◆ **Direction**: In the data frame normalization walkthrough below, which column is named as a potential Primary Key?

◆ **Text section**:
Step 2: Convert the data frame into 1st normal form
The 1st normal form requires that each element contains only a single entry, in other words, we should split composite entries. After checking with the data, it does not seem to have any compound entries, so the data frame already satisfies the 1st normal form.
Step 3: Convert the data frame into 2nd normal form
To achieve the 2nd normal form, we first need to identify candidate Primary Key. In the codebook, track_id
represents the unique ID for each song, so it could be considered as a potential Primary Key. We then need to identify partial dependencies in the original big data frame and break it into several small data frame based on dependencies.
df.columns
## playlist
playlist = df[df.duplicated(subset=['playlist_id'])]
playlist.sort_values(by = ['playlist_id'], axis=0)[['playlist_id','playlist_name','playlist_genre','playlist_subgenre']]
df_playlist = df[['playlist_id', 'playlist_name', 'playlist_genre', 'playlist_subgenre']].drop_duplicates()
## album
album = df[df.duplicated(subset=['track_album_id'])]
album.sort_values(by = ['track_album_id'], axis=0)[['track_album_id', 'track_album_name', 'track_album_release_date']]
df_album = df[['track_album_id','track_album_name', 'track_album_release_date']].drop_duplicates()
## song
song = df[df.duplicated(subset=['track_id'])]
song.sort_values(by = ['track_id'], axis=0)[['track_id','track_name', 'track_artist','track_popularity', 'danceability', 'energy', 'key', 'loudness', 'mode', 'speechiness',
'acousticness', 'instrumentalness', 'liveness', 'valence', 'tempo','duration_ms']]
df_song = df[['track_id','track_name','track_artist','track_popularity', 'danceability', 'energy', 'key', 'loudness', 'mode', 'speechiness',
'acousticness', 'instrumentalness', 'liveness', 'valence', 'tempo', 'duration_ms']].drop_duplicate()

◆ **Information given**:

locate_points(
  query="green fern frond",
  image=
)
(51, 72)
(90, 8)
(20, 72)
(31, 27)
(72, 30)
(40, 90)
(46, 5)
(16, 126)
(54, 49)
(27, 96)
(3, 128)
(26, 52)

◆ **Answer to the exercise**: track_id